/---
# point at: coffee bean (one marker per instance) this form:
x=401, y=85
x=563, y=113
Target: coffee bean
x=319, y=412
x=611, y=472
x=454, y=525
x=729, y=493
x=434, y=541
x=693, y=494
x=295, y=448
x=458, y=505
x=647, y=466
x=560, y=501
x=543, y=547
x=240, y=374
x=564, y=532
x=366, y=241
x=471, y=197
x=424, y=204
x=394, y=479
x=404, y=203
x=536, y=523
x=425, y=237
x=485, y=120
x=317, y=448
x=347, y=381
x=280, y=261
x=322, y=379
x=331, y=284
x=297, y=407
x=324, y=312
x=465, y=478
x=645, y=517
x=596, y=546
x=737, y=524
\---
/---
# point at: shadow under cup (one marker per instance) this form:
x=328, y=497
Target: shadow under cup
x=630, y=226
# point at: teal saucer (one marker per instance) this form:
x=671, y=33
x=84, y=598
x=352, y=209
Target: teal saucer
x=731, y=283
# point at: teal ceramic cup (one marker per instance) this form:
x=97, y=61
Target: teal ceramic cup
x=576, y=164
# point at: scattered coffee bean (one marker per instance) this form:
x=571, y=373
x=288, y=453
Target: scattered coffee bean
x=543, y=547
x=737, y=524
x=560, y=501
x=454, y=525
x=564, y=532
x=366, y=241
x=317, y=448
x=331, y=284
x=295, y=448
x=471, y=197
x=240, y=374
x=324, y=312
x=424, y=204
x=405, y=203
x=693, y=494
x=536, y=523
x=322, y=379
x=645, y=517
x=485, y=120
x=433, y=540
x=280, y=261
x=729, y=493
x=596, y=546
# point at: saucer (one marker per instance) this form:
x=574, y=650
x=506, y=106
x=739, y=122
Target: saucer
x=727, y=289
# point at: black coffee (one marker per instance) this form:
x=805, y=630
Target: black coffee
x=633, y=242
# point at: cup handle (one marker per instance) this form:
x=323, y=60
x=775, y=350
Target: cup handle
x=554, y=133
\---
/---
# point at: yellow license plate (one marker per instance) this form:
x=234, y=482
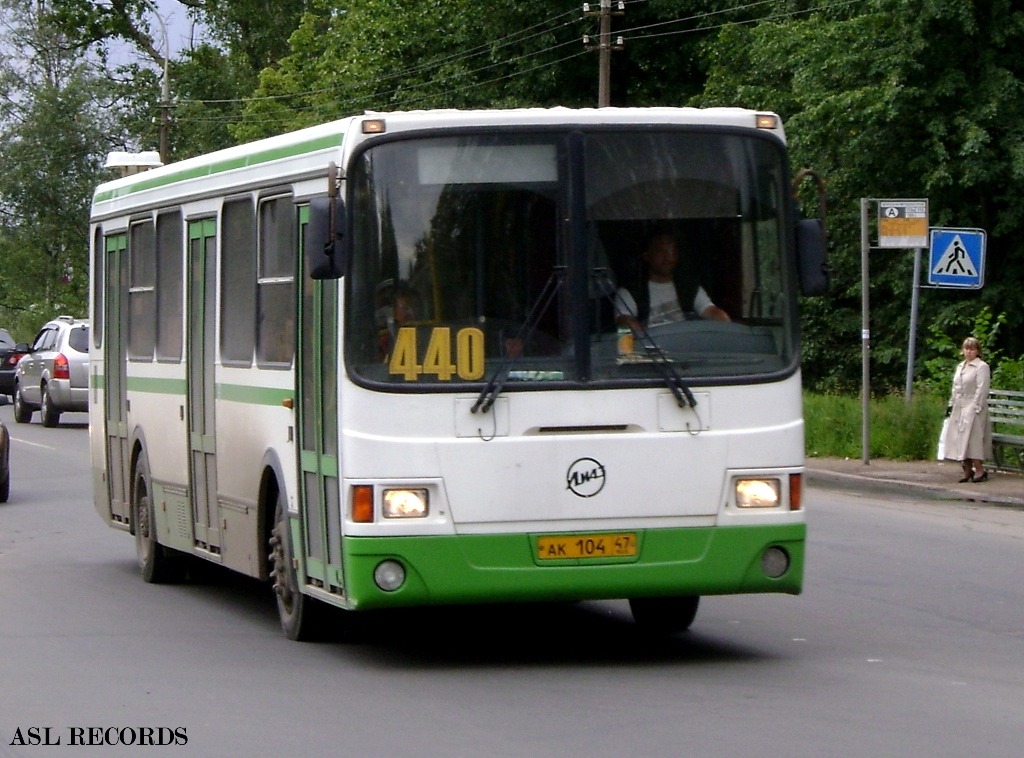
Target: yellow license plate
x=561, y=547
\---
**WHAT YOU NEED TO DO:**
Write out the records again from the line with "# point at: yellow" to the line with "x=561, y=547", including both of those lines. Leave the pictures out.

**EXPECTED ANSWER:**
# point at: yellow license plate (one marker per instance) this form:
x=234, y=482
Target: yellow license plate
x=561, y=547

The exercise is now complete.